━━ 本文 ━━

診療支援
患者説明

食物アレルギー
中村陽一
(横浜市立みなと赤十字病院アレルギーセンター・センター長)

1.現在の病状・病態

 食物アレルギーとは,「食物によって引き起こされる抗原特異的な免疫学的機序を介して生体にとって不利益な症状が惹起される現象」と定義されます1)

 食物アレルゲンが生体に侵入する経路には経口,経皮,経気道,経粘膜,経胎盤,あるいは注射などがあります.例えば,小麦粉を吸入して感作が成立し,再度吸入することで喘息を発症するパン職人喘息(baker’s asthma)も食物アレルギーです.感作に関与する要因も食物であるとは限りません.例えば,花粉,ラテックス,マダニやクラゲ咬傷によって感作され,それに交差抗原性を示す食物(果物,獣肉,納豆など)によって症状が誘発されるものも食物アレルギーに含めます.食物成分を含有する生活用品(石鹸,化粧品,アロマオイルなど)によって感作が成立し,そのアレルゲンを含む食品によって誘発されるものも含みます.

━━━

» **演習課題**
A) 食物アレルギーについての本文によると、パン職人喘息はどのようにして発症しますか。
B) 食物アレルギーについての本文を、最後の文のあとから書き継いでください。

━━ 表示データ ━━

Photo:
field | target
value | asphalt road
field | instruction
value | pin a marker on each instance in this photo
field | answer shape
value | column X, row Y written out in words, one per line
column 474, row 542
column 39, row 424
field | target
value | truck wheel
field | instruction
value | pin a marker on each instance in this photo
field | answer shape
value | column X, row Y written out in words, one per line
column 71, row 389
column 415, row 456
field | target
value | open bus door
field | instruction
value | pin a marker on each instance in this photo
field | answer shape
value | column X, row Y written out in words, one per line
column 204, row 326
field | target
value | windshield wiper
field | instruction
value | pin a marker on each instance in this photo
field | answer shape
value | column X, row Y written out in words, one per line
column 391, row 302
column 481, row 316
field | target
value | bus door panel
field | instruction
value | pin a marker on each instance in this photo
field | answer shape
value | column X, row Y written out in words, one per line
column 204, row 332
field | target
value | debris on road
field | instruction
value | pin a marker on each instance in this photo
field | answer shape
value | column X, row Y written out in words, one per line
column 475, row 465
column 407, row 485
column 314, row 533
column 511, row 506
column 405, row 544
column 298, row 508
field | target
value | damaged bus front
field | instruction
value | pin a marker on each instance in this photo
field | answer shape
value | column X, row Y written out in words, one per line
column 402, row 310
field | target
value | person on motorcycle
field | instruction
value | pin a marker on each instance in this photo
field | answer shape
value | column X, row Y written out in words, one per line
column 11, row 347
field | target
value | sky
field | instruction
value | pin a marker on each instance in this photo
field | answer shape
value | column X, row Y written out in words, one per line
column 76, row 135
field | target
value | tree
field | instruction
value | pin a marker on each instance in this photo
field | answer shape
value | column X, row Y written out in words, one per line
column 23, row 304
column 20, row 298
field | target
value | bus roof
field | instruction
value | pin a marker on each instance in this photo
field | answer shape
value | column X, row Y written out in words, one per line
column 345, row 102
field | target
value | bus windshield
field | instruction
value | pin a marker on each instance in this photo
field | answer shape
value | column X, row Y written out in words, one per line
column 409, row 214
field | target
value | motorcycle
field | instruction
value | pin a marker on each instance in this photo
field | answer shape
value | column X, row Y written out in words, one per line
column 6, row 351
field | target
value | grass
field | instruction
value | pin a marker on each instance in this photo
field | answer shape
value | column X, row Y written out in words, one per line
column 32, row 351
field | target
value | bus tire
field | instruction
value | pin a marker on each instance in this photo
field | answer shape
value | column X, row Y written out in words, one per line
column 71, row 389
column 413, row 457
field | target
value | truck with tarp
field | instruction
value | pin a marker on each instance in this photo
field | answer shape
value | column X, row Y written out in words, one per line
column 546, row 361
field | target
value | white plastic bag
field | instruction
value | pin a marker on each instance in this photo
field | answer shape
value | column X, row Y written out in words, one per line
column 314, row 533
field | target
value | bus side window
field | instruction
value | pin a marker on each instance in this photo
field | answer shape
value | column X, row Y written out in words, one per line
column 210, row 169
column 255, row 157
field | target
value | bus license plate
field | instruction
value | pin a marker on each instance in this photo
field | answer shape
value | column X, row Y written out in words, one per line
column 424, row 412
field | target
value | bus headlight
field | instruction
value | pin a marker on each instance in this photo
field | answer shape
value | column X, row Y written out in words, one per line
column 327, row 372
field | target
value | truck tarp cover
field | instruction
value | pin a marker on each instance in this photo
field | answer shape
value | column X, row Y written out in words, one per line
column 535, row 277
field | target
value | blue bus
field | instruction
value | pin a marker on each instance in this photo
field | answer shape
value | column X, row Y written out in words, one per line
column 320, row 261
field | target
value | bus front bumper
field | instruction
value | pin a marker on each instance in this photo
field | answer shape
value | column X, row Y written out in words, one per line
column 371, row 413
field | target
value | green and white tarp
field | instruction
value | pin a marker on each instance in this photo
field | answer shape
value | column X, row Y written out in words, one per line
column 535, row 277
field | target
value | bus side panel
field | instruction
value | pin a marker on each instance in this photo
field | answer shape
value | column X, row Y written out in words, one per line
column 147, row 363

━━━
━━ 表示データ ━━

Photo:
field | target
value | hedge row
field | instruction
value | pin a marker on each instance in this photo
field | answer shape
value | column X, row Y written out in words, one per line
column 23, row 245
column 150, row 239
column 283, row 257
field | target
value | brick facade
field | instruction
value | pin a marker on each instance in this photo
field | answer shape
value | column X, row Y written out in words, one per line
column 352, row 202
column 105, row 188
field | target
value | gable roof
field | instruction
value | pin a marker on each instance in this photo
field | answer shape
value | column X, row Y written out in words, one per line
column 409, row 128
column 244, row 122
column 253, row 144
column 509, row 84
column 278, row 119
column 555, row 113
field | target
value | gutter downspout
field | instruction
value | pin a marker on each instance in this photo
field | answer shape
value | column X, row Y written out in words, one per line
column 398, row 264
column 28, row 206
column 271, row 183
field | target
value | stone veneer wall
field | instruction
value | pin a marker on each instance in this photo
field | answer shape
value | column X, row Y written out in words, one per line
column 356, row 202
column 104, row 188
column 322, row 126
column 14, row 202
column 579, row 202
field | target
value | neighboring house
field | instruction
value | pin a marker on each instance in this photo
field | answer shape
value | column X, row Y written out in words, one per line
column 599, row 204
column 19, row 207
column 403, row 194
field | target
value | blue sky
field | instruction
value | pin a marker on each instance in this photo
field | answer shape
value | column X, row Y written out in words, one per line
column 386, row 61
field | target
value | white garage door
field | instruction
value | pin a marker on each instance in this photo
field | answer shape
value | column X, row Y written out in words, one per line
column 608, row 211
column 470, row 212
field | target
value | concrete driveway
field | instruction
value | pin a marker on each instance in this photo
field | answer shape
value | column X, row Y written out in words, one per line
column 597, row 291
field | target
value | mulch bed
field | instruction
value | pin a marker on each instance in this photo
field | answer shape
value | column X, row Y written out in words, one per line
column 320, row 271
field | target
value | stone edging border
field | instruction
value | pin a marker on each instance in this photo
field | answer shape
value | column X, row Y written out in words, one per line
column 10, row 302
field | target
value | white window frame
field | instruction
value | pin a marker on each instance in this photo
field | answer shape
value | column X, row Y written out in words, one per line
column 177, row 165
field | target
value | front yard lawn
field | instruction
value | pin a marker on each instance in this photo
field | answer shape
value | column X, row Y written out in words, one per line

━━━

» **課題の解答**
A) 小麦粉を吸入して感作が成立し、再度吸入することで発症します。

B)
 一方,食品の摂取によりアレルギー症状が誘発されても,原因が本来の食物アレルゲンではなく,その食品に混入したダニや寄生虫の成分であった場合(経口ダニアナフィラキシー,アニサキスアレルギーなど)は,食物アレルギーには分類されません.

 なお,食物によって生じても免疫学的機序によらない有害事象はアレルギーには含まれず,食物不耐症と称されます(図1).鮮度の低下した魚介類によるヒスタミン食中毒,消化酵素の欠乏・活性低下による乳糖不耐症や,食品中に含まれる生理活性物質(ホウレンソウ,トマト,トウモロコシに含まれるヒスタミンやトマト,バナナ,キウイフルーツ,パイナップルに含まれるセロトニンなど)によりアレルギー類似の過敏反応が生じる場合などがこれにあたります.さらに,誰にでも一様に起こりえるウイルス性・細菌性胃腸炎などの感染症やフグ毒・キノコ毒による食中毒は,食物不耐症にも含まれません.